---------- Document text ----------

Perhaps as never before, Trump has more than ever before illustrated his singular weakness - one that is quite surprising: indecision. Indecisiveness is not generally the weakness of conservative leaders. His bombastic tendencies only highlights his overall rising failures. He has made many notable mistakes here that his recent predecessors - Republican or Democrat - probably would not have.
One, Trump dissolved the National Security Council directorate on pandemics two years ago. Two, he ignored the 69-page Obama pandemic 'playbook', which anticipated early problems we are still facing such as regarding distribution of PPE. (John Bolton shares credit so far.) Three, he waffled early on regarding the seriousness of the virus. Four, he has punted on coordinating distribution of PPE and left state governors to solve a problem within the confines of a market-orientation when the nature of the problem required federal regulatory (i.e. non-market) leadership in light of various positive and negative externalities, timing constraints, and information asymmetries. Five, according to The Atlantic, Trump has also had trouble with infighting within his administration. Six, he continues to waffle on when to open the economy, which is a bizarre question in the first place. People are not simply going to rush out to resume ordinary life. To paraphrase Mark McClellan of Duke University on Fareed Zakaria GPS on April 12th, you can't push in a string. Getting the economy going again is a process of confidence building and institutional rebirth - not a button you push. Our entire way of life is on trial, as I will better explain in part 2.

----------

**What you will do:**
1. How many pages long was the Obama pandemic "playbook," according to the commentary?
2. Copy the commentary word for word, from "Perhaps as never" to "would not have.", inclusive.
The rows that come next are separate material and have no connection to the commentary.

---------- Entries provided ----------

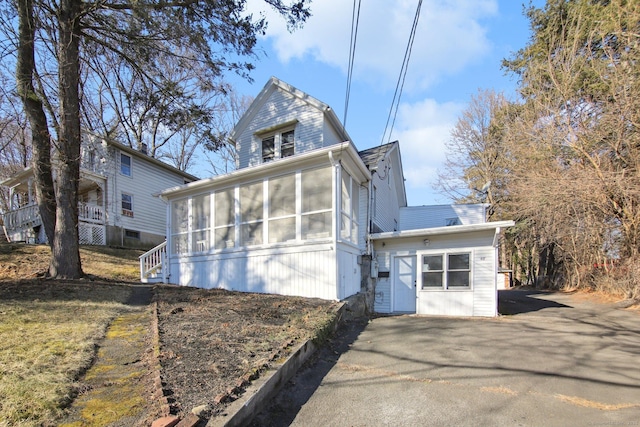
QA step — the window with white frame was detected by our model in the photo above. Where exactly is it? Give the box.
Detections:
[422,252,471,290]
[191,194,211,252]
[120,193,133,218]
[171,167,336,254]
[261,129,295,163]
[268,174,297,243]
[120,153,131,176]
[301,168,333,240]
[171,199,189,254]
[240,181,264,246]
[340,172,360,243]
[214,188,236,249]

----------

**Answer section:**
1. It was 69 pages long.

2.
Perhaps as never before, Trump has more than ever before illustrated his singular weakness - one that is quite surprising: indecision. Indecisiveness is not generally the weakness of conservative leaders. His bombastic tendencies only highlights his overall rising failures. He has made many notable mistakes here that his recent predecessors - Republican or Democrat - probably would not have.